#### JOB
Copy all of the rows below word for word, leaving the pictures out of your answer.

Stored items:
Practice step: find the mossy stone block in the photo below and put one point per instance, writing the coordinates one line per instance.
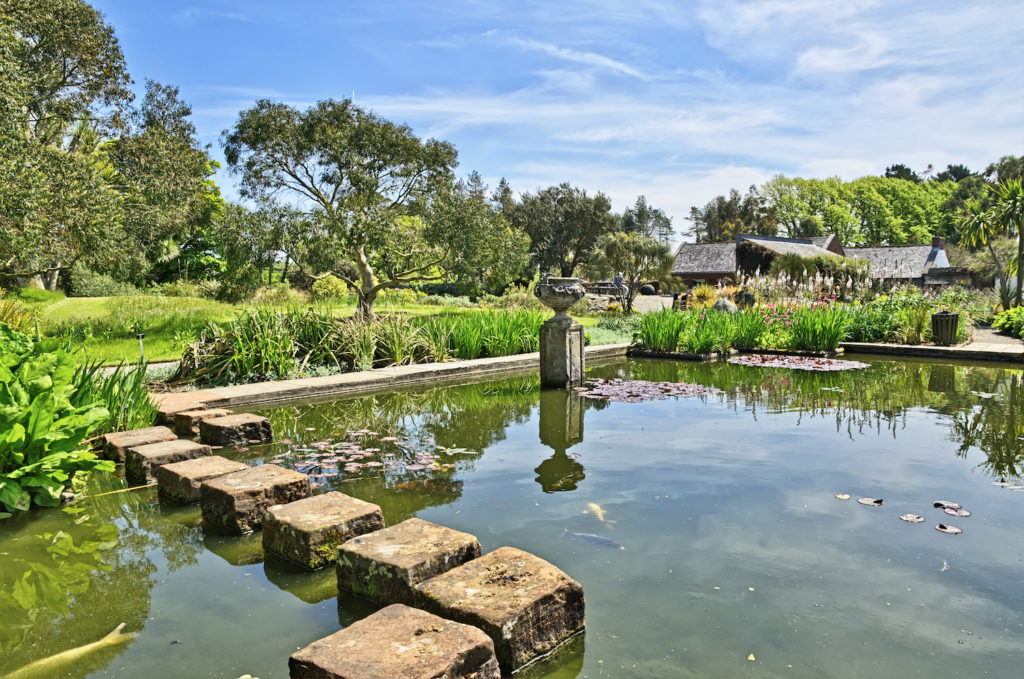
(526, 605)
(117, 443)
(141, 462)
(179, 482)
(386, 565)
(398, 641)
(232, 429)
(308, 532)
(186, 422)
(237, 502)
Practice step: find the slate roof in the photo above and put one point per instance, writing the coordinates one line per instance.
(706, 258)
(787, 246)
(901, 261)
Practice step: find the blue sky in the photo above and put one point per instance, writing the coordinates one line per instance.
(677, 100)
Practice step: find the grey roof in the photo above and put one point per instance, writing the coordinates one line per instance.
(705, 258)
(788, 246)
(900, 261)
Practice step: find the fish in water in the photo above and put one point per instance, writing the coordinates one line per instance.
(597, 540)
(48, 667)
(595, 509)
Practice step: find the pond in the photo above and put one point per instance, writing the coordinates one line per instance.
(735, 557)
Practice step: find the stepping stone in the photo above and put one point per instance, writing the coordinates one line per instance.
(142, 461)
(178, 482)
(398, 641)
(118, 442)
(245, 428)
(237, 502)
(308, 532)
(525, 605)
(186, 422)
(386, 565)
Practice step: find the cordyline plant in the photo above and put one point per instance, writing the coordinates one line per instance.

#### FINISHED EXERCISE
Practice step: find the mossy stone block in the photo below and put one point per instance, writing the coordinates one line per instance.
(526, 605)
(117, 443)
(141, 462)
(179, 482)
(386, 565)
(398, 641)
(232, 429)
(308, 532)
(186, 422)
(237, 502)
Practice step: find the slate roof in the photo above and put one point per instance, writing the coordinates one line per instance.
(706, 258)
(787, 246)
(901, 261)
Practice step: find the blue sky in the photo above and put one point per instance, writing the coordinates one line per instance.
(677, 100)
Practice step: find the grey roof in the photo above and put one point per instance, writing the coordinates one line per instance.
(705, 258)
(788, 246)
(900, 261)
Practice step: find the fish in water in the photo above and put one point per instance, writing the coordinates one line per instance.
(597, 540)
(48, 667)
(595, 509)
Practice step: find the pond in the photo above and put one point per instance, writing the coordinates one line per instance.
(735, 557)
Practice step: find the stepping stone in the photo above and put one point per instance, writing the coordinates one line per instance.
(142, 461)
(178, 482)
(398, 641)
(118, 442)
(245, 428)
(237, 502)
(308, 532)
(525, 605)
(186, 422)
(386, 565)
Practice step: find the cordyline plant in the photo above and put one point per instance, writing the coordinates one line per instance.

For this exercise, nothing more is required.